* [Exercise input]:
*** Begin section ***
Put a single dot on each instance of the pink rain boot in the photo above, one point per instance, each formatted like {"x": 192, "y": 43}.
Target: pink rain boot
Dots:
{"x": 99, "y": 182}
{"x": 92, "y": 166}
*** End section ***
* [What to produce]:
Copy each line of the listing above that includes the word "rain".

* [Task response]:
Put a single dot on each instance of the pink rain boot in the photo above, one point per instance, each formatted like {"x": 192, "y": 43}.
Target: pink rain boot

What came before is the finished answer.